--- Task instructions ---
Without reproducing any picture, copy the records word for word.
Dataset records: Begin
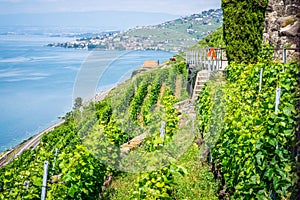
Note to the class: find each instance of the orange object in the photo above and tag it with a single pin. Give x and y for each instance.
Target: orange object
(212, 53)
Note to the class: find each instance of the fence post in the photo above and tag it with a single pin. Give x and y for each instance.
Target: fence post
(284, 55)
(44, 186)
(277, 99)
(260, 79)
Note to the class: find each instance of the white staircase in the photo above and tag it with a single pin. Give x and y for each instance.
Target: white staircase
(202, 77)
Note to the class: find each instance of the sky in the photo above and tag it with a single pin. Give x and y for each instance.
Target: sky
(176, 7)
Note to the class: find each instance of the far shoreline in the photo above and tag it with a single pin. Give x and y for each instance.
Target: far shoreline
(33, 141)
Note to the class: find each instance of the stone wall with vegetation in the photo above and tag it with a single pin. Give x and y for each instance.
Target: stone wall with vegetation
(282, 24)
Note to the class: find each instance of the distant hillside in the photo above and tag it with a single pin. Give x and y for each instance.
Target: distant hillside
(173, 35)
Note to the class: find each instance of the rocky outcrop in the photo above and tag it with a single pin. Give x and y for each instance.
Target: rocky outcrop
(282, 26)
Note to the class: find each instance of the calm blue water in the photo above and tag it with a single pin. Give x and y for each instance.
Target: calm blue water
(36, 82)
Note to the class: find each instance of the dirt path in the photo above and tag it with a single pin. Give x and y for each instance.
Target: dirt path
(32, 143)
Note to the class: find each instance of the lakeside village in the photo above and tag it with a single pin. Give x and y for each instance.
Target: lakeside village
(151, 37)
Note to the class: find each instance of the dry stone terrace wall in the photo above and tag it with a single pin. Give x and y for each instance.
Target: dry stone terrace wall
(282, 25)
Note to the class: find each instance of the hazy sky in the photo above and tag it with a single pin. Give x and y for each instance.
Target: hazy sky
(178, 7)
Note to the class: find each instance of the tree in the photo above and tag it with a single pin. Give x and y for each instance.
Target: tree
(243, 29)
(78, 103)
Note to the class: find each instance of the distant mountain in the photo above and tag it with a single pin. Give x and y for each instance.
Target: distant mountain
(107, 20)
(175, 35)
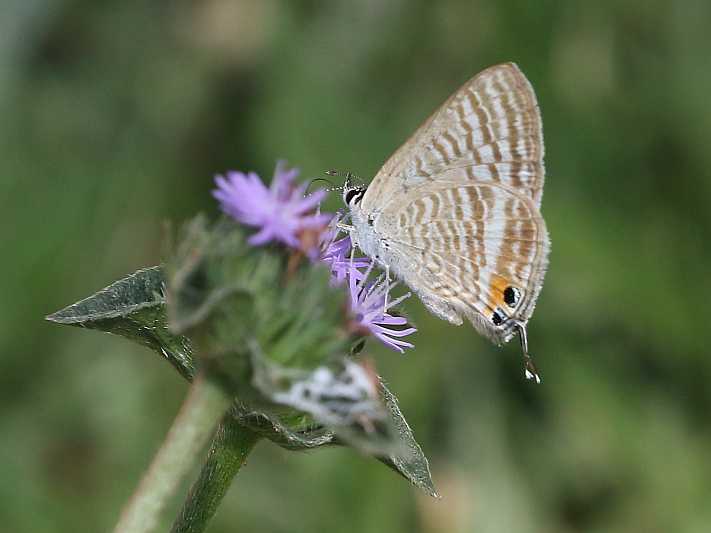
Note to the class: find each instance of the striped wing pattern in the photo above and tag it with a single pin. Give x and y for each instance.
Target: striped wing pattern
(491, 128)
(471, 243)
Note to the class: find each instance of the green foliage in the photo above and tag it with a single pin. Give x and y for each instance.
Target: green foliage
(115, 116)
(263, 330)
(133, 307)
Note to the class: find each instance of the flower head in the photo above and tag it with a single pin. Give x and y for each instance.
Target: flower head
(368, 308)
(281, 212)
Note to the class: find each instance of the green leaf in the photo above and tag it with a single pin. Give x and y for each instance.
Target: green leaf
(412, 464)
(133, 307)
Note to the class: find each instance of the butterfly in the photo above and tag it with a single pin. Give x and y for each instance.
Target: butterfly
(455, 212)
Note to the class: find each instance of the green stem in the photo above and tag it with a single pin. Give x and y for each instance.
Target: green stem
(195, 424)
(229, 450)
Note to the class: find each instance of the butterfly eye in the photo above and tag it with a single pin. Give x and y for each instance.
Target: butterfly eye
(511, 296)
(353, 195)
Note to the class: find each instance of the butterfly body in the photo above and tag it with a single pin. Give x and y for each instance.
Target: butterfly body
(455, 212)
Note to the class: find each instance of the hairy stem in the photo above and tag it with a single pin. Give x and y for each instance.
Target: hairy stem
Dataset records: End
--- Response ---
Note to the class: find each instance of the orange object in the photo above and tag it with a single pin. Give x and y for each instance.
Target: orange object
(212, 53)
Note to the class: find each instance of the fence post in the photo above and tag it with a single pin. Give x and y for each instance.
Target: fence post
(284, 55)
(44, 186)
(277, 99)
(260, 79)
Note to the class: find each instance of the white staircase in the photo above and tag it with a single pin. Give x and y for each instance.
Target: white staircase
(202, 77)
Note to the class: find each instance of the sky in the photo above and tag it with a single pin. Give x and y for each instance.
Target: sky
(176, 7)
Note to the class: find each instance of the far shoreline in the photo above and tag it with a single pin. Give x and y for each instance.
Target: far shoreline
(33, 141)
Note to the class: find each instance of the stone wall with vegetation in the photo above and tag it with a single pin. Give x and y for each instance.
Target: stone wall with vegetation
(282, 24)
Note to the class: find each instance of the distant hillside in the photo above and tag it with a single pin. Give x and y for each instance.
Target: distant hillside
(173, 35)
Note to the class: find each instance of the rocky outcrop in the photo above and tag it with a single pin. Give x and y for each instance.
Target: rocky outcrop
(282, 26)
Note to the class: find each instance of the calm blue water in the photo above and tag it with a single pin. Give x and y for each instance.
Target: calm blue water
(36, 82)
Note to the class: find each instance of the dirt path in the photo above and tag it with a single pin. Give x and y for each instance.
Target: dirt path
(32, 143)
Note to the class: find each instance of the lakeside village in the photo above and tag it with a single pin. Give x and y for each instance.
Target: lakeside village
(151, 37)
Note to the class: find each instance of the dry stone terrace wall in the photo above and tag it with a single pin. Give x and y for each instance.
Target: dry stone terrace wall
(282, 25)
Note to the class: find each instance of the hazy sky in the photo above and tag it with a single pin. Give x and y for each instance.
Target: hazy sky
(178, 7)
Note to the class: find each instance of the tree in the photo above and tag it with a single pin. Give x and y for each instance.
Target: tree
(243, 29)
(78, 103)
Note to the class: find each instance of the distant mountain in the photo above and tag it with a single pin. Give x and y for each instance.
Target: distant mountain
(107, 20)
(175, 35)
Note to the class: find each instance of the striped wing pattern in the photo above and tag it with a single pin. Give x and y for each instance.
Target: striped wing pattern
(491, 128)
(471, 243)
Note to the class: find each instance of the green foliage in the photo above and tag it with a single pin. Give x and y for each instance.
Target: green foliage
(115, 116)
(263, 330)
(133, 307)
Note to the class: find each instance of the flower head in the photo above and tag it with a single pin. Give x and y for each instance.
Target: flower head
(368, 308)
(281, 212)
Note to the class: find each instance of the green leaf in the photo above and tag it with a single pin. Give x and y for each instance.
Target: green leaf
(412, 464)
(133, 307)
Note to the class: find each instance of the butterfly in the photo above and tag it with a single pin. Give x and y for each instance.
Target: butterfly
(455, 212)
Note to the class: find each instance of the green stem in the photo above and tag it with a single pin. Give x and y for each instance.
Target: green stem
(195, 424)
(229, 450)
Note to the class: find each instance of the butterfly eye in the photo above and tag it with a single pin. Give x and y for each instance.
Target: butterfly eye
(511, 296)
(353, 195)
Note to the class: find each instance of the butterfly body in the photo above and tag it with a single pin. Give x and y for each instance.
Target: butterfly body
(455, 212)
Note to the class: find each instance of the hairy stem in the photo above and tag it with a single pin. Give x and y for each instance.
Target: hairy stem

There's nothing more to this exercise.